**AIM**
Copy the records below, swapping every "Identify" for "Locate" and keeping everything else unchanged.

**ENTRIES SHOWN**

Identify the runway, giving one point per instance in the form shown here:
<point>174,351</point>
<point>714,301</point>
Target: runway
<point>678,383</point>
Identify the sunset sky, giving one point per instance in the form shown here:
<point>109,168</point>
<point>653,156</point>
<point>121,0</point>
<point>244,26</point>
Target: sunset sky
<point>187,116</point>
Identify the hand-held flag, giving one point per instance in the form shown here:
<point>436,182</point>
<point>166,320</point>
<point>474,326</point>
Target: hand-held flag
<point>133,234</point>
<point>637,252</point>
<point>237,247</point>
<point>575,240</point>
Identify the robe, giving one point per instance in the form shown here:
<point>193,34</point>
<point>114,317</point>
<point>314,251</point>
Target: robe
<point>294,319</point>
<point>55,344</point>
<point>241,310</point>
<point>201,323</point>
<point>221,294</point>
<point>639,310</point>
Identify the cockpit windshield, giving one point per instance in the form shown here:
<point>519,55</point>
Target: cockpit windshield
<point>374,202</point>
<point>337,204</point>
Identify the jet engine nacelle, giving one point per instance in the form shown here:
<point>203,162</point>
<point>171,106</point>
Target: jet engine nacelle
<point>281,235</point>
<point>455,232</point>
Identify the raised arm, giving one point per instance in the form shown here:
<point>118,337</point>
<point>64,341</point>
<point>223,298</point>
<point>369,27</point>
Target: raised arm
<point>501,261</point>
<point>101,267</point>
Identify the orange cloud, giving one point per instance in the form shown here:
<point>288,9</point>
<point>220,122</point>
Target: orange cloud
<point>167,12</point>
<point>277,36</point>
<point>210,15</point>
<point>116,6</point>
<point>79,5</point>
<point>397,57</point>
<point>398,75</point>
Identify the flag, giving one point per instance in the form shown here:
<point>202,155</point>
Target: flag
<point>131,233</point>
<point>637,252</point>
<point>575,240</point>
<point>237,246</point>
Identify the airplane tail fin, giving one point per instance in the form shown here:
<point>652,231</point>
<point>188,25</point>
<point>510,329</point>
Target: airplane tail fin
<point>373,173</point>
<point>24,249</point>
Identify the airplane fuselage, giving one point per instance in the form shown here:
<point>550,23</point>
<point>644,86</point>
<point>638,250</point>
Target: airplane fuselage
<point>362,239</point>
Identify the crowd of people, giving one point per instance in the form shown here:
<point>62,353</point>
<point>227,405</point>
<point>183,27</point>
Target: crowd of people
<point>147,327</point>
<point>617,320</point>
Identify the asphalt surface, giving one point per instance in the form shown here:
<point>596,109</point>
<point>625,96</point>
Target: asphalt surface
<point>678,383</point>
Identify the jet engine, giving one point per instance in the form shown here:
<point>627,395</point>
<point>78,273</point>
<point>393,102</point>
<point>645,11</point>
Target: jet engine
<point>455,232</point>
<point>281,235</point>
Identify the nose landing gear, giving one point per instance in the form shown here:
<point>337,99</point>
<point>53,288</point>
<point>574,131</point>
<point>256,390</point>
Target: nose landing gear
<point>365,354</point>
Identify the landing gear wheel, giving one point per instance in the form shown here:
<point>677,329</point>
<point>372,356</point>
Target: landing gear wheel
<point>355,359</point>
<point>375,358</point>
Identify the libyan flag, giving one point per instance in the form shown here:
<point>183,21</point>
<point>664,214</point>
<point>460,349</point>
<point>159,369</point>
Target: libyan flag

**ANSWER IN FULL**
Locate the runway, giving one point per instance in the form shown here:
<point>174,351</point>
<point>714,301</point>
Target: runway
<point>678,383</point>
Locate the sunset sky, giving one point per instance in the form shown here:
<point>109,168</point>
<point>653,156</point>
<point>121,0</point>
<point>244,26</point>
Target: sunset sky
<point>187,116</point>
Locate the hand-held flag, giving one point per instance in the form shown here:
<point>436,182</point>
<point>166,320</point>
<point>474,326</point>
Target: hand-held flag
<point>133,234</point>
<point>637,252</point>
<point>237,247</point>
<point>575,240</point>
Locate the robe, giving one point per instance in the form shown here:
<point>193,34</point>
<point>114,317</point>
<point>314,251</point>
Target: robe
<point>294,319</point>
<point>55,344</point>
<point>241,310</point>
<point>201,323</point>
<point>221,294</point>
<point>639,310</point>
Locate the cockpit windshield, giving one point per instance in the form shown here:
<point>519,55</point>
Target: cockpit windshield
<point>374,202</point>
<point>337,204</point>
Locate the jet engine nacelle, giving one point per instance in the form shown here:
<point>203,162</point>
<point>171,106</point>
Target: jet engine nacelle
<point>281,235</point>
<point>455,232</point>
Locate the raised arm, giving one point per instance in the form shown here:
<point>118,337</point>
<point>64,341</point>
<point>223,298</point>
<point>369,27</point>
Target: raised arm
<point>501,261</point>
<point>101,267</point>
Locate the orange cloud, giving one point per instance in the form shown here:
<point>288,9</point>
<point>220,122</point>
Target: orange cloud
<point>167,12</point>
<point>277,36</point>
<point>210,15</point>
<point>116,6</point>
<point>79,5</point>
<point>397,57</point>
<point>398,75</point>
Locate the flag, giving one point per instance in the form shown here:
<point>202,155</point>
Target: flag
<point>131,233</point>
<point>637,252</point>
<point>575,240</point>
<point>237,246</point>
Locate the airplane tail fin, giving one point per instance in the form shown here:
<point>652,231</point>
<point>188,25</point>
<point>510,329</point>
Target: airplane tail fin
<point>373,173</point>
<point>24,249</point>
Locate the airplane fuselage, giving one point per instance in the form shown here:
<point>550,23</point>
<point>644,86</point>
<point>638,250</point>
Target: airplane fuselage
<point>362,239</point>
Locate the crowd of people, giving one point per instance in the form shown here:
<point>62,353</point>
<point>227,405</point>
<point>183,27</point>
Target: crowd of people
<point>147,327</point>
<point>617,320</point>
Locate the asphalt surface, giving one point per instance in the form shown here:
<point>596,109</point>
<point>625,96</point>
Target: asphalt surface
<point>678,383</point>
Locate the jet engine, giving one point per instance in the form shown here:
<point>627,395</point>
<point>78,273</point>
<point>393,102</point>
<point>645,11</point>
Target: jet engine
<point>455,232</point>
<point>281,235</point>
Locate the nose landing gear, giving one point per instance in the form shown here:
<point>337,99</point>
<point>53,288</point>
<point>574,131</point>
<point>256,390</point>
Target: nose landing gear
<point>365,354</point>
Locate the landing gear wheel, giving one point per instance in the form shown here:
<point>677,329</point>
<point>372,356</point>
Target: landing gear wheel
<point>355,359</point>
<point>375,358</point>
Locate the libyan flag, giving one point per instance in the form shown here:
<point>183,21</point>
<point>664,214</point>
<point>460,349</point>
<point>159,369</point>
Target: libyan flag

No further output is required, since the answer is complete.